-- Begin --

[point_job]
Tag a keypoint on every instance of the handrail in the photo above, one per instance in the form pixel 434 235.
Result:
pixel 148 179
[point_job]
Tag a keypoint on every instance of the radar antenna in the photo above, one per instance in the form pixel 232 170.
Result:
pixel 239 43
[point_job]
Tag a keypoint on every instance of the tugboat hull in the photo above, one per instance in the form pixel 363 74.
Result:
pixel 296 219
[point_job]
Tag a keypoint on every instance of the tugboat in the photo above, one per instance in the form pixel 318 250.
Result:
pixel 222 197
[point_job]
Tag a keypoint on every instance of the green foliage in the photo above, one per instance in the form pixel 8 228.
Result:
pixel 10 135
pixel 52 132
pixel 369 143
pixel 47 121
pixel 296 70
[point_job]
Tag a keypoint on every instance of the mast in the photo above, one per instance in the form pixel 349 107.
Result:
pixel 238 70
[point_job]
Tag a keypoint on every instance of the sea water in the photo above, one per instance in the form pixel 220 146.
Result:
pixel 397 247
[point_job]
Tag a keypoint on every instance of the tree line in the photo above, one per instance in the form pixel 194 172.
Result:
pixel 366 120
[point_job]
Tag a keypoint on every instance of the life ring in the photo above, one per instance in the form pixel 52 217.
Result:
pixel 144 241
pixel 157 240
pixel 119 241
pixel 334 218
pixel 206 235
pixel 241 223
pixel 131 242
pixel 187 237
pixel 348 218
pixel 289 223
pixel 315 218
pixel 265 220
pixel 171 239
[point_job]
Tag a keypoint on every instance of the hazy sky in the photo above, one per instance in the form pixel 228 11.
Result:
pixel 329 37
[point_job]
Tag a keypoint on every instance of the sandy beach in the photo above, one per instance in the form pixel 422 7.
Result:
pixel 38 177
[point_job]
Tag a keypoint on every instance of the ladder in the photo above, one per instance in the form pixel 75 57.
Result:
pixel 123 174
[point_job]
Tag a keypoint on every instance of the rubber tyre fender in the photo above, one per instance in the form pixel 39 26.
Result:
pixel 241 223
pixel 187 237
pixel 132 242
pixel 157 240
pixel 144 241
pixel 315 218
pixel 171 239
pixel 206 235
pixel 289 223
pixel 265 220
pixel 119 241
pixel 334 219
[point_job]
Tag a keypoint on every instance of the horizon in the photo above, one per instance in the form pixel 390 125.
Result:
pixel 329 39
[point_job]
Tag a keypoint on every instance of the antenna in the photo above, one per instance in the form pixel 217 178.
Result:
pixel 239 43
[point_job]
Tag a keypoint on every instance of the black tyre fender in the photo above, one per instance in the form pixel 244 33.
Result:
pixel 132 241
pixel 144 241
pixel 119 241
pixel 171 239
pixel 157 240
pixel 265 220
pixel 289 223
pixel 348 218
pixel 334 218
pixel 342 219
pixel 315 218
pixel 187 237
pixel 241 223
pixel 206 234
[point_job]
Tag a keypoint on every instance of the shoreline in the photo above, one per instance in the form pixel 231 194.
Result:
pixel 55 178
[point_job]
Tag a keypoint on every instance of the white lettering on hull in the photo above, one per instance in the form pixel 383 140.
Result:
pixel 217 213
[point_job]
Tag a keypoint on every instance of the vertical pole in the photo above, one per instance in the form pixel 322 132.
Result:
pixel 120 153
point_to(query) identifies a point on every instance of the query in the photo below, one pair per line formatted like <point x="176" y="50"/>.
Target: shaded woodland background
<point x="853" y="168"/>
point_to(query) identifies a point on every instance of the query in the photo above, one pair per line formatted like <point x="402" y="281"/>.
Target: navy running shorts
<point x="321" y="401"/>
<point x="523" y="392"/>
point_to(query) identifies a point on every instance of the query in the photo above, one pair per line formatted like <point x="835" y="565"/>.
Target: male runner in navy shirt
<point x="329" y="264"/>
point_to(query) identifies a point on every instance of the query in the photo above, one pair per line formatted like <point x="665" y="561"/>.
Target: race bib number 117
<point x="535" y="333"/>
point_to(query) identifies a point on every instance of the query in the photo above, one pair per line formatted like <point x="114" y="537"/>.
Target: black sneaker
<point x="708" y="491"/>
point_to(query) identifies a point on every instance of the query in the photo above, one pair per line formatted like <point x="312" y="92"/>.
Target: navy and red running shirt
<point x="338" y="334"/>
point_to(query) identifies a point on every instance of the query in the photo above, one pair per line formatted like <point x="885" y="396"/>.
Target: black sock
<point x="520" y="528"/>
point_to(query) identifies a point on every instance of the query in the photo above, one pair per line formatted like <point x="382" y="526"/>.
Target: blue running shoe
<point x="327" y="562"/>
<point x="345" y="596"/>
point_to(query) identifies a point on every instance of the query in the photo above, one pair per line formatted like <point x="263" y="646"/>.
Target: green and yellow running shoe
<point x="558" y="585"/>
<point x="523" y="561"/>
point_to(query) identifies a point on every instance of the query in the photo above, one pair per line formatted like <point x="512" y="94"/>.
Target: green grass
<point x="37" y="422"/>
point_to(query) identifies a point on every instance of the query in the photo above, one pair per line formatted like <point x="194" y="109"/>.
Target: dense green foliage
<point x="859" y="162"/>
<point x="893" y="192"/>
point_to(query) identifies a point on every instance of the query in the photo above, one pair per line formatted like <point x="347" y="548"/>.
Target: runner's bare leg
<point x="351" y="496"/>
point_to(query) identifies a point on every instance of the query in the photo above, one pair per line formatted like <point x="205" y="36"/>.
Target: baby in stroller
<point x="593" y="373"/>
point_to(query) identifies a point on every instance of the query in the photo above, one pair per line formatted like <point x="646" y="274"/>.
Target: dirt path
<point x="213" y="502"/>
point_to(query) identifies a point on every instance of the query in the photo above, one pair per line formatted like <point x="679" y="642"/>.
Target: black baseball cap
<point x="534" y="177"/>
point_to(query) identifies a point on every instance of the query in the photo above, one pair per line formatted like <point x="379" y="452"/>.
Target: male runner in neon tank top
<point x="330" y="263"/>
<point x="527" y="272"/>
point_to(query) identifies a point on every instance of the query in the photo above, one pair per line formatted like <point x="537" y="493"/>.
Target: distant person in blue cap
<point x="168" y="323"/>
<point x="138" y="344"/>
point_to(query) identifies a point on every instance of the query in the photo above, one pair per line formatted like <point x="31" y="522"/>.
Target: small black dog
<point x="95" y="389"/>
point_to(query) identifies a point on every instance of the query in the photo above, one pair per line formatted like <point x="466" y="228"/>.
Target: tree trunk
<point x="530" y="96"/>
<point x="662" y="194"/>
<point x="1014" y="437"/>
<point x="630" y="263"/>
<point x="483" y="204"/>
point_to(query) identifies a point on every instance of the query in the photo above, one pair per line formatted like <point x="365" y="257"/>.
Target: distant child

-- End --

* [WORK INSTRUCTIONS]: Reproduce every line of the records above word for word.

* [EXPECTED ANSWER]:
[point_job]
Tag a keypoint on every instance of the handrail in the photo above, one per instance in the form pixel 434 235.
Result:
pixel 148 179
[point_job]
Tag a keypoint on every instance of the radar antenna in the photo above, one per instance in the form pixel 232 170.
Result:
pixel 239 43
[point_job]
Tag a keypoint on every instance of the tugboat hull in the photo above, one per instance in the form pixel 363 74.
Result:
pixel 296 219
[point_job]
Tag a keypoint on every instance of the tugboat in the photo above, one per instance in the form pixel 318 250.
Result:
pixel 222 197
[point_job]
Tag a keypoint on every instance of the green foliage in the photo above, one per instance in the form pixel 8 228.
Result:
pixel 10 135
pixel 52 132
pixel 369 143
pixel 47 121
pixel 296 70
[point_job]
Tag a keypoint on every instance of the mast in the photo above, one per instance in the form pixel 349 107.
Result:
pixel 238 70
[point_job]
Tag a keypoint on every instance of the sea water in the photo above, one per instance in the form pixel 220 146.
Result:
pixel 397 247
[point_job]
Tag a keypoint on every instance of the tree line in the photo above, one per instance in the form pixel 194 172.
Result:
pixel 366 120
[point_job]
Tag a keypoint on every instance of the life ring in the photo above, one per instance in the form pixel 52 217.
Result:
pixel 144 241
pixel 157 240
pixel 119 241
pixel 334 218
pixel 206 235
pixel 241 223
pixel 131 242
pixel 187 237
pixel 348 218
pixel 289 223
pixel 315 218
pixel 265 220
pixel 171 239
[point_job]
Tag a keypoint on every instance of the hazy sky in the photo above, one per instance in the form pixel 228 11.
Result:
pixel 329 37
[point_job]
Tag a keypoint on every instance of the sandy beach in the photo above, one per instance in the form pixel 422 7.
Result:
pixel 38 177
[point_job]
Tag a keypoint on every instance of the ladder in the photo above, one per instance in the form pixel 75 57.
Result:
pixel 123 174
[point_job]
Tag a keypoint on every instance of the rubber tyre fender in the photo above, one per instance in the form pixel 39 26.
Result:
pixel 241 223
pixel 187 237
pixel 132 242
pixel 157 240
pixel 144 241
pixel 315 218
pixel 171 239
pixel 206 235
pixel 289 223
pixel 265 220
pixel 119 241
pixel 334 219
[point_job]
Tag a keypoint on every instance of the horizon in the photo above, one per instance in the form pixel 390 125.
Result:
pixel 329 39
[point_job]
Tag a keypoint on every instance of the antenna in the photo above, one per instance in the form pixel 217 178.
Result:
pixel 239 43
[point_job]
Tag a keypoint on every instance of the black tyre fender in the photo above, one per instance in the form pixel 244 33.
Result:
pixel 132 241
pixel 144 241
pixel 119 241
pixel 171 239
pixel 157 240
pixel 265 220
pixel 289 223
pixel 348 218
pixel 334 218
pixel 342 219
pixel 315 218
pixel 187 237
pixel 241 223
pixel 206 234
[point_job]
Tag a keypoint on every instance of the shoreline in the photo above, one per instance in the form pixel 231 194.
Result:
pixel 55 178
[point_job]
Tag a keypoint on every instance of the white lettering on hull in the photo above, one per instance in the form pixel 383 140.
Result:
pixel 217 213
[point_job]
Tag a keypoint on every instance of the vertical pole in the photo above, one per instance in the form pixel 322 132.
Result:
pixel 120 153
point_to(query) identifies a point on every instance of the query in the photo below, one pair per line formatted like <point x="176" y="50"/>.
Target: shaded woodland background
<point x="853" y="168"/>
point_to(query) identifies a point on every instance of the query in the photo above, one pair per line formatted like <point x="402" y="281"/>.
Target: navy running shorts
<point x="321" y="401"/>
<point x="523" y="392"/>
point_to(query) identifies a point on every instance of the query in the photo above, one pair per line formatted like <point x="835" y="565"/>.
Target: male runner in navy shirt
<point x="329" y="264"/>
point_to(query) identifies a point on every instance of the query in the photo above, one pair per line formatted like <point x="665" y="561"/>.
Target: race bib number 117
<point x="535" y="333"/>
point_to(query) identifies a point on every instance of the query in the photo above, one pair per line formatted like <point x="114" y="537"/>.
Target: black sneaker
<point x="708" y="491"/>
point_to(query) identifies a point on every instance of the query in the photo above, one pair per line formatted like <point x="312" y="92"/>.
Target: navy and red running shirt
<point x="338" y="334"/>
point_to(query) identifies a point on every instance of the query in the photo above, one pair per line formatted like <point x="885" y="396"/>.
Target: black sock
<point x="520" y="528"/>
point_to(query) identifies a point on every instance of the query in the photo above, one pair per line formatted like <point x="382" y="526"/>.
Target: blue running shoe
<point x="327" y="562"/>
<point x="345" y="596"/>
point_to(query) identifies a point on every instance of the query in the photo above, one pair per line formatted like <point x="263" y="646"/>.
Target: green and yellow running shoe
<point x="558" y="585"/>
<point x="523" y="561"/>
point_to(query) identifies a point on every instance of the query in the photo above, one pair per line formatted like <point x="512" y="94"/>.
Target: green grass
<point x="37" y="422"/>
point_to(query) identifies a point on every instance of the query in the photo above, one pair per line formatted like <point x="194" y="109"/>.
Target: dense green foliage
<point x="859" y="162"/>
<point x="893" y="192"/>
point_to(query) identifies a point on every instance of the query in the photo above, one pair per line formatted like <point x="347" y="548"/>.
Target: runner's bare leg
<point x="351" y="496"/>
point_to(query) identifies a point on every instance of the query in the photo above, one pair per line formatted like <point x="205" y="36"/>.
Target: baby in stroller
<point x="593" y="373"/>
point_to(query) identifies a point on every instance of the query in the photo above, one pair per line formatted like <point x="646" y="274"/>.
Target: dirt path
<point x="213" y="502"/>
point_to(query) identifies a point on every instance of the query in the photo above, one pair per line formatted like <point x="679" y="642"/>.
Target: black baseball cap
<point x="534" y="177"/>
point_to(query) identifies a point on every instance of the query in the photo above, one pair per line formatted like <point x="379" y="452"/>.
Target: male runner in neon tank top
<point x="330" y="263"/>
<point x="527" y="272"/>
point_to(query) identifies a point on every instance of the query in the photo above, one pair per line formatted like <point x="537" y="493"/>.
Target: distant person in blue cap
<point x="168" y="323"/>
<point x="138" y="344"/>
point_to(query) identifies a point on every instance of the query in the photo above, one pair per line formatted like <point x="31" y="522"/>.
Target: small black dog
<point x="95" y="389"/>
point_to(query) identifies a point on every instance of the query in the photo above, one pair per line formatted like <point x="466" y="228"/>.
Target: tree trunk
<point x="530" y="96"/>
<point x="662" y="194"/>
<point x="1014" y="437"/>
<point x="630" y="263"/>
<point x="483" y="204"/>
point_to(query) identifies a point on every instance of the query in the photo above, one pair per line formatted like <point x="365" y="257"/>.
Target: distant child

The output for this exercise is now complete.